═══ Document excerpt
William Frederick "Heinie" Heitmuller (May 25, 1883 – October 8, 1912) was an American left fielder in Major League Baseball. He was born in San Francisco, California, and died at age 29 in Los Angeles. He was buried at Olivet Memorial Park in Colma, California.

Playing career
After attending the University of California, Berkeley, Heitmuller played for several years in the Pacific Coast League. He then spent part of two seasons in the outfield for the Philadelphia Athletics. In 1909, he played in 64 games and hit well. However, his averages dropped in 1910, and he lost the left field job to Topsy Hartsel. Overall, Heitmuller played in 95 major league games, 89 as an outfielder and 69 in left field. He had a career batting average of .271 with a .368 on-base percentage.

After being released by the Athletics in July, Heitmuller played in the Eastern League and then returned to the Pacific Coast League. Near the end of the 1912 season, Heitmuller was playing for the PCL Los Angeles Angels and was leading the league with a .347 batting average when he was stricken with typhoid fever. He appeared to be having a season that could propel him back to the major leagues, but he died of the fever on October 8, 1912.
══════
═══ Extracted records
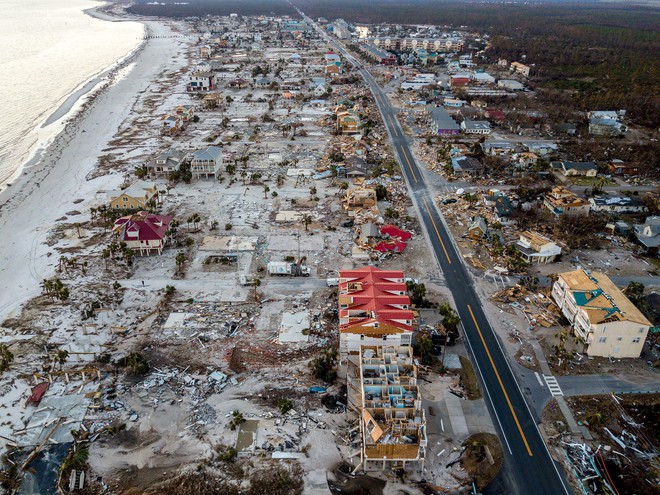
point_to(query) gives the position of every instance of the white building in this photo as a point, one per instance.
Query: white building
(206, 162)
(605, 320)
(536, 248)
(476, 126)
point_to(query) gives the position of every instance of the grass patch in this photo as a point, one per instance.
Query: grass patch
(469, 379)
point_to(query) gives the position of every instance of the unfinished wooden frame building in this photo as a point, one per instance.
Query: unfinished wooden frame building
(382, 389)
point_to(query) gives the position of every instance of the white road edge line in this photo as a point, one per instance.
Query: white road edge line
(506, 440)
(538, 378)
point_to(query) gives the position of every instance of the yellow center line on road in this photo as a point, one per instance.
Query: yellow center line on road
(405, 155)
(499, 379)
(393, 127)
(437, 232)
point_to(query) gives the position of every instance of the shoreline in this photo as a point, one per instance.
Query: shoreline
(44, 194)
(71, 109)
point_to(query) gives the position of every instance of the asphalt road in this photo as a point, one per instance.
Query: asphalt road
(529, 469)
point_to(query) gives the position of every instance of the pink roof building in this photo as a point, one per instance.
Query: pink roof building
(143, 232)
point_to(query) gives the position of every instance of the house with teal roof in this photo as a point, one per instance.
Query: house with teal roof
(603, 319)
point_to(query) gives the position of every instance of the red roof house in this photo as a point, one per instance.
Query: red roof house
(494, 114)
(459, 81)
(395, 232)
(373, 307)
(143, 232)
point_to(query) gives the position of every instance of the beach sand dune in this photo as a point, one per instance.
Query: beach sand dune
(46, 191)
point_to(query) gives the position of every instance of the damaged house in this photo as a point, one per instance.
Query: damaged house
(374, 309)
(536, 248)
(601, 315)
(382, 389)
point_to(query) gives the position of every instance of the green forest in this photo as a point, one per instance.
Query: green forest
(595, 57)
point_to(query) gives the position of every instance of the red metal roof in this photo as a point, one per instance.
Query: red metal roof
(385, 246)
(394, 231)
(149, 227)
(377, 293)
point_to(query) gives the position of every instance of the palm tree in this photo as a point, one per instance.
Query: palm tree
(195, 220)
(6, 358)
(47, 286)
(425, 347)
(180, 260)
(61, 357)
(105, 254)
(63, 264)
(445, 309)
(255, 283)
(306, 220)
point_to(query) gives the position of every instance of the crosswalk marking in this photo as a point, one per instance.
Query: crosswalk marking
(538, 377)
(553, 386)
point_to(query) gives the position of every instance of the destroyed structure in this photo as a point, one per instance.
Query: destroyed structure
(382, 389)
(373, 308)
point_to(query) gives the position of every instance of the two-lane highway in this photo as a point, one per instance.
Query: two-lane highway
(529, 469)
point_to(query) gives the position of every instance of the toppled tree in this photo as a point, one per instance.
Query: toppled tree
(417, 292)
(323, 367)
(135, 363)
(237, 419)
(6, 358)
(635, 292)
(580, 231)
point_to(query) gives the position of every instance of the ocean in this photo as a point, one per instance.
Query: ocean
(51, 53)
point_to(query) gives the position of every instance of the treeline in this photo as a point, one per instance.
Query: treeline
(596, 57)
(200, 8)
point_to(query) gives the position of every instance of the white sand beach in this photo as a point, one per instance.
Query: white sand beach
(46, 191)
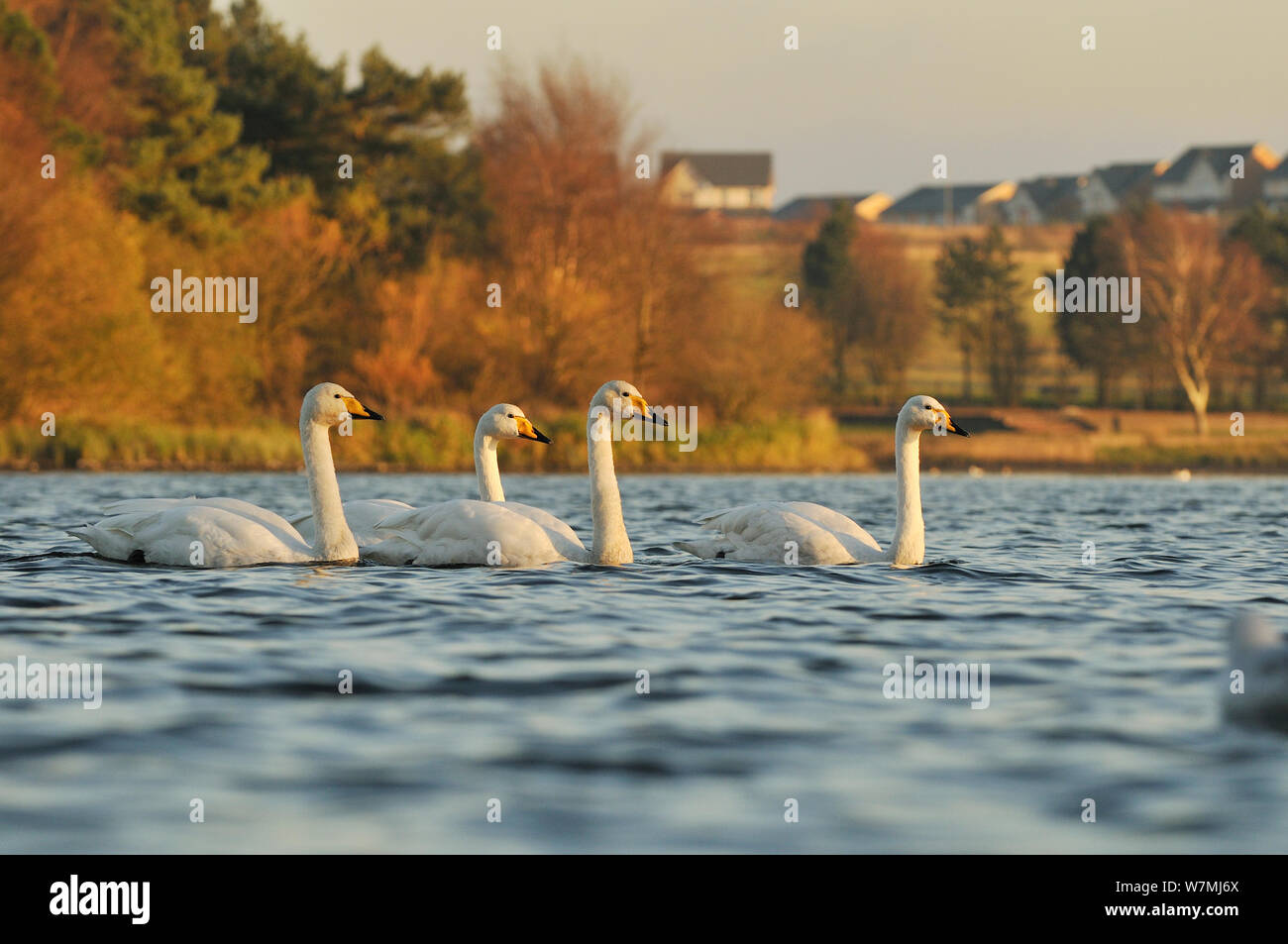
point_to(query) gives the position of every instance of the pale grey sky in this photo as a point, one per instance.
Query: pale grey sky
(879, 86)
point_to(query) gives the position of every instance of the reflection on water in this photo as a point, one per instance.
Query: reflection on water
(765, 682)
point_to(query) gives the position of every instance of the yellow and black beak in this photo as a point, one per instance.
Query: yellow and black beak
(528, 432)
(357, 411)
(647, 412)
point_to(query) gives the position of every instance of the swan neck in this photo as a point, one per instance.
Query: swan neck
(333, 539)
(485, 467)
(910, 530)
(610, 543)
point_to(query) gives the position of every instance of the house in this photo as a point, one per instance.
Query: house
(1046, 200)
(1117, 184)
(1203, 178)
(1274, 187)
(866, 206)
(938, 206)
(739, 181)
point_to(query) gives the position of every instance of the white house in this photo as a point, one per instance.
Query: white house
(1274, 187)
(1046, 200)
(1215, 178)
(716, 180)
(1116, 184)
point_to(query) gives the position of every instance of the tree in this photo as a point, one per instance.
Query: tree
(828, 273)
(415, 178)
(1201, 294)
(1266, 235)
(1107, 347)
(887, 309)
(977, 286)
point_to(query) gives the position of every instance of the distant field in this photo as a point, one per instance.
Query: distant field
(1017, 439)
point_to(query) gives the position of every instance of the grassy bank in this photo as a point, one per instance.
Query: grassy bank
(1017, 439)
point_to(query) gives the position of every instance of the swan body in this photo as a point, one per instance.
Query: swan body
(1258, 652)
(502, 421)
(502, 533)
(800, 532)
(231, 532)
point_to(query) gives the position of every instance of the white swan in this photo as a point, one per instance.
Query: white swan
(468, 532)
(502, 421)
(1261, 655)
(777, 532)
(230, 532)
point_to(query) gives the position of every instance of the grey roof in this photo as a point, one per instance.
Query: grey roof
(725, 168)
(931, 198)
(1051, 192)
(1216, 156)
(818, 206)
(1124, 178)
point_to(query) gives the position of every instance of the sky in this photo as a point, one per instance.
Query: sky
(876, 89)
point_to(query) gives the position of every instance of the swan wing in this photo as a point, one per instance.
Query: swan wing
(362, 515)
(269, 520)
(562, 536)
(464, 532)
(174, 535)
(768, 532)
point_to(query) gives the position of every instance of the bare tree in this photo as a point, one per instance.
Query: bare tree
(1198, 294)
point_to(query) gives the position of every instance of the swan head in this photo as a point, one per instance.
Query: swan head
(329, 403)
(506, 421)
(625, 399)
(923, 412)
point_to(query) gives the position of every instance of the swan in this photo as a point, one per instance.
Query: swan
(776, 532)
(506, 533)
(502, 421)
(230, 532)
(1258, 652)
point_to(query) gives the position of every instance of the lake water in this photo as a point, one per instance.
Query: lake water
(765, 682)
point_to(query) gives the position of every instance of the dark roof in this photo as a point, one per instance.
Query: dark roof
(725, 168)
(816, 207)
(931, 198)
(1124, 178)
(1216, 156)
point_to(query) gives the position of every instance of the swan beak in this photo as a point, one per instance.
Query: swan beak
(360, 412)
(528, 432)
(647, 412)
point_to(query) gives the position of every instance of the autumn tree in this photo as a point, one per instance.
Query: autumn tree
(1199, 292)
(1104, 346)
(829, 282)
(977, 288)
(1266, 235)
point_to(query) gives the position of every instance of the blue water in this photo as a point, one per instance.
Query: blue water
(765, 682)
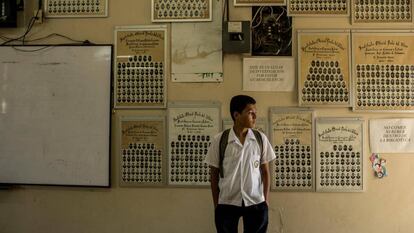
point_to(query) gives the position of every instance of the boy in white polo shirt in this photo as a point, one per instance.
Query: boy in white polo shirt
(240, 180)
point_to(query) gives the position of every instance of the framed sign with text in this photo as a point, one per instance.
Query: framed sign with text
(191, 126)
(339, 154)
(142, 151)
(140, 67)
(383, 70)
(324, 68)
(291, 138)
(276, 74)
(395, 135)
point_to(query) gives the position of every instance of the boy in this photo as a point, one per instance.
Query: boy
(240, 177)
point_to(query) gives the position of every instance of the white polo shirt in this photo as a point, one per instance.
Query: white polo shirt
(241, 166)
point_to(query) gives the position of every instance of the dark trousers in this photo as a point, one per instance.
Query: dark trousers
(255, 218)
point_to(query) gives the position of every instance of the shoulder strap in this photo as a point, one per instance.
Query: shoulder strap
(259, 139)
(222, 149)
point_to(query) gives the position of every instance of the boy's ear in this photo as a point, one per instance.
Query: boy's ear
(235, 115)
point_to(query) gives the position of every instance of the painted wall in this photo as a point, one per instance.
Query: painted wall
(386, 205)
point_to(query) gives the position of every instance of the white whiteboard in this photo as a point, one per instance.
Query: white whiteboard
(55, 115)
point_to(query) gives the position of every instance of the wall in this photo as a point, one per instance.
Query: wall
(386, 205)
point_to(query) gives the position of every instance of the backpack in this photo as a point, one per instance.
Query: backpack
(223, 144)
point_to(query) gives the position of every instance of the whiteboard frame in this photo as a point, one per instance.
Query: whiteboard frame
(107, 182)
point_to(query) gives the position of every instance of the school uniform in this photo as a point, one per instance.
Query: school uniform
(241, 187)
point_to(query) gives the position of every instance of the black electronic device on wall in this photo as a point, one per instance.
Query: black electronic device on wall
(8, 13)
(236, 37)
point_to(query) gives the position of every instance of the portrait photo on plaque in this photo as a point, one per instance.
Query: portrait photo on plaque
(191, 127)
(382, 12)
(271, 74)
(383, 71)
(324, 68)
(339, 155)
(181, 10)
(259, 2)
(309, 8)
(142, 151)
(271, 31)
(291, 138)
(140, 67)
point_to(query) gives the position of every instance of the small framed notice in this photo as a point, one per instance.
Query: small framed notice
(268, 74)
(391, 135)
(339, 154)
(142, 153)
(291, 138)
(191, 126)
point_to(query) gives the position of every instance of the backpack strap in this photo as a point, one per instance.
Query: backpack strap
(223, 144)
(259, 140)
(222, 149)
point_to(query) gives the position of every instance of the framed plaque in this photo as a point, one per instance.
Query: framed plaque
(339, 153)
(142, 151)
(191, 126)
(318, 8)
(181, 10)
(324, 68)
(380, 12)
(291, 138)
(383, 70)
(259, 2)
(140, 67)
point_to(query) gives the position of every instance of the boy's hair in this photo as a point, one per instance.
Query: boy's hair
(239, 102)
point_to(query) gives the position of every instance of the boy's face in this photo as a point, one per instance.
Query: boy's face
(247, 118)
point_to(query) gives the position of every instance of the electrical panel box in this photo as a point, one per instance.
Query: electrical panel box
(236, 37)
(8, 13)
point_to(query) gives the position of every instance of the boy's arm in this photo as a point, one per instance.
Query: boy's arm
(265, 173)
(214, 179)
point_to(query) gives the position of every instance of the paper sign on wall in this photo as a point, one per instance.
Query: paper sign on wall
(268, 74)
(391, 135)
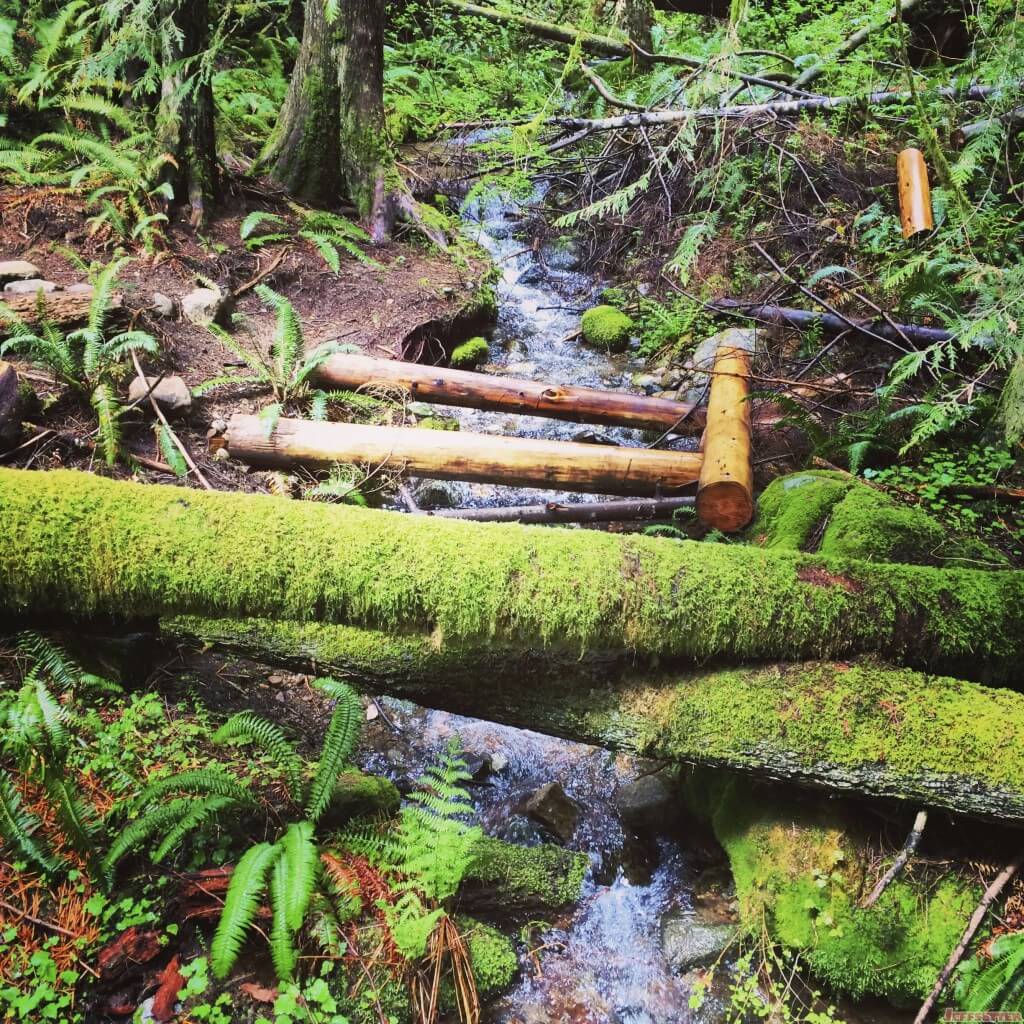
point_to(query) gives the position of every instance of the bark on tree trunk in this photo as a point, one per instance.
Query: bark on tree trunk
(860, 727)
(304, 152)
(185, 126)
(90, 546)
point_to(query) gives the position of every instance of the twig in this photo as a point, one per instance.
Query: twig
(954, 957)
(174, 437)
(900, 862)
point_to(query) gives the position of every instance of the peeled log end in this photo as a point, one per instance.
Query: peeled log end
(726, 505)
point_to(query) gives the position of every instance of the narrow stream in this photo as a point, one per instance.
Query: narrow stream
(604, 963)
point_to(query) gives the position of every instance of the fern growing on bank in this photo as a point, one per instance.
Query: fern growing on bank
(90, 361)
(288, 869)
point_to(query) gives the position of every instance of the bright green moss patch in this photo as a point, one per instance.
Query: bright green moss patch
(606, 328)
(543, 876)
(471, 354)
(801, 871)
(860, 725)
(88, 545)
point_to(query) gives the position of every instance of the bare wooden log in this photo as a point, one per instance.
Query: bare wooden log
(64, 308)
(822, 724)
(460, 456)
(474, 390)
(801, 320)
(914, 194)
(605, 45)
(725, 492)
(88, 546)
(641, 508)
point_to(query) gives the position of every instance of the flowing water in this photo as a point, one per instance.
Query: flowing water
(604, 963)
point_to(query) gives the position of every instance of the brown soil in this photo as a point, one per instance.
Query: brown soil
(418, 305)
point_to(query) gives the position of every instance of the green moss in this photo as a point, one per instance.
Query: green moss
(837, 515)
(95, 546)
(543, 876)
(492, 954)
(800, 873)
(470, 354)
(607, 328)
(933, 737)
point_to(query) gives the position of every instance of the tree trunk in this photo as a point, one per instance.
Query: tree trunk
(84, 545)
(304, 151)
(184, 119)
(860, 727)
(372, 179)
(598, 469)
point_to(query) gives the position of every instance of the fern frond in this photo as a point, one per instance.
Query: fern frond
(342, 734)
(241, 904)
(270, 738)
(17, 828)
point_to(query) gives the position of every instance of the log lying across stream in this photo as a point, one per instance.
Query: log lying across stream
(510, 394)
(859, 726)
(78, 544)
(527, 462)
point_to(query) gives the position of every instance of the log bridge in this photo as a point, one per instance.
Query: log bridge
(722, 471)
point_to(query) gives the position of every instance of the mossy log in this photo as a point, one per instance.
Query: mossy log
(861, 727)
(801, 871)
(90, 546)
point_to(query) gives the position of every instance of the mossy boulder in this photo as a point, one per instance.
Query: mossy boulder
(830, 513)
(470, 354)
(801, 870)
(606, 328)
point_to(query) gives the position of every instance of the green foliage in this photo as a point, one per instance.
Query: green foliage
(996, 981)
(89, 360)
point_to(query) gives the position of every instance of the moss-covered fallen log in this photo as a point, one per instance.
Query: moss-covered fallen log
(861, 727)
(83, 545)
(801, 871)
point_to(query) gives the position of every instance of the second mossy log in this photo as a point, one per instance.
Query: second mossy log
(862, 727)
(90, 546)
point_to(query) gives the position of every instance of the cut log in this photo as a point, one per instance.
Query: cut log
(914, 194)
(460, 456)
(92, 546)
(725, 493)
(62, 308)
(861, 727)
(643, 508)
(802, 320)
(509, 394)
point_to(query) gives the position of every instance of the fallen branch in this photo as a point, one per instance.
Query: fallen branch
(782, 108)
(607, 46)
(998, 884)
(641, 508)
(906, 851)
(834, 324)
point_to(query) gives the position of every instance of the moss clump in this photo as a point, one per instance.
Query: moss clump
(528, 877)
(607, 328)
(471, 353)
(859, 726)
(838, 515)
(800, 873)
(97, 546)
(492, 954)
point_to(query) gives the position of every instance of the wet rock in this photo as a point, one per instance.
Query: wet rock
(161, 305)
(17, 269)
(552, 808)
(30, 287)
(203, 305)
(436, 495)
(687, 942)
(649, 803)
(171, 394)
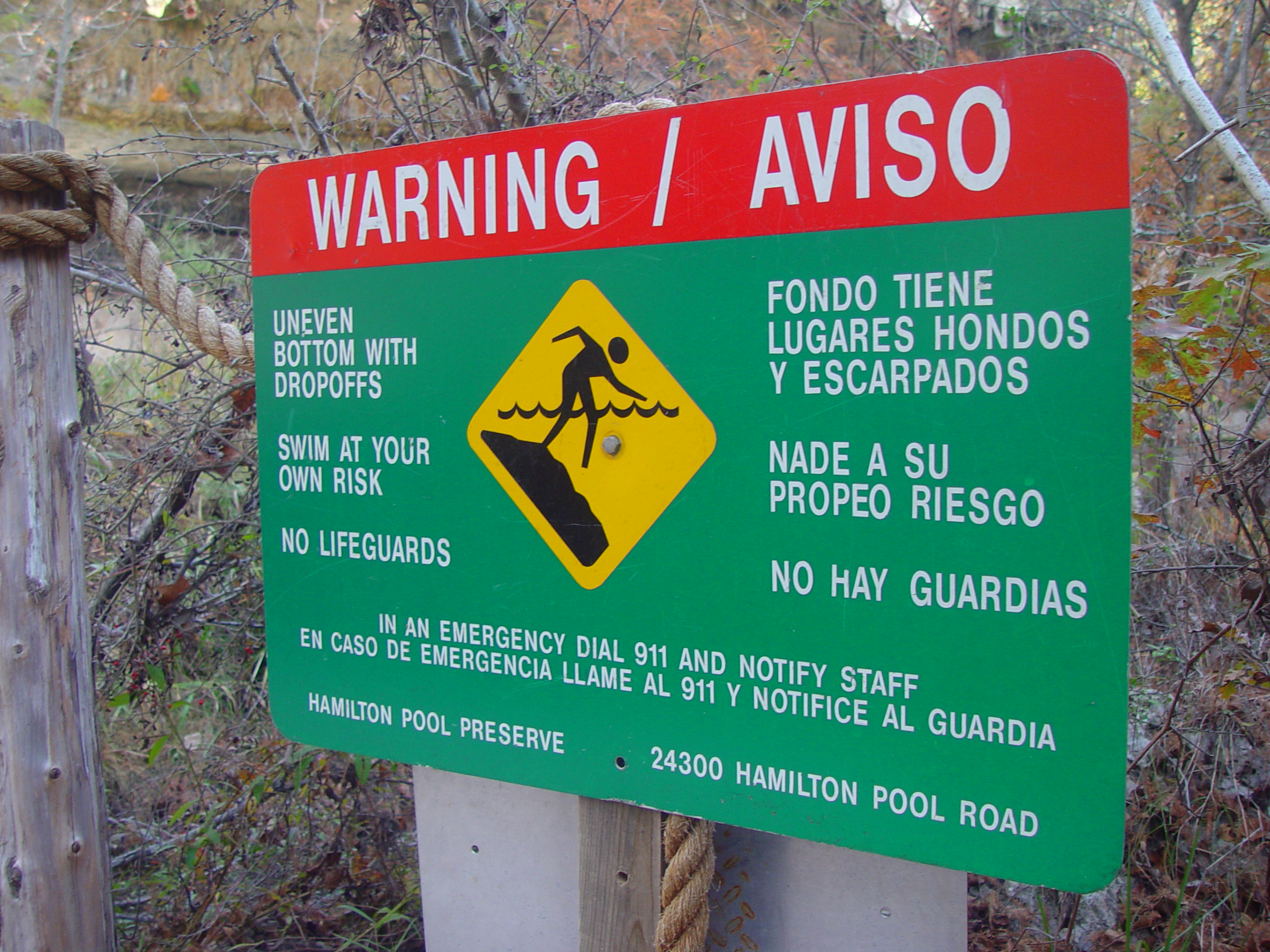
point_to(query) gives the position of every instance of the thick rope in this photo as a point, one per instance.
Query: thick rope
══════
> **What to work on**:
Can you reproduce the part of the Heinie Heitmuller biography that opens with the words "After being released" and closes with "October 8, 1912."?

> **Exercise response**:
After being released by the Athletics in July, Heitmuller played in the Eastern League and then returned to the Pacific Coast League. Near the end of the 1912 season, Heitmuller was playing for the PCL Los Angeles Angels and was leading the league with a .347 batting average when he was stricken with typhoid fever. He appeared to be having a season that could propel him back to the major leagues, but he died of the fever on October 8, 1912.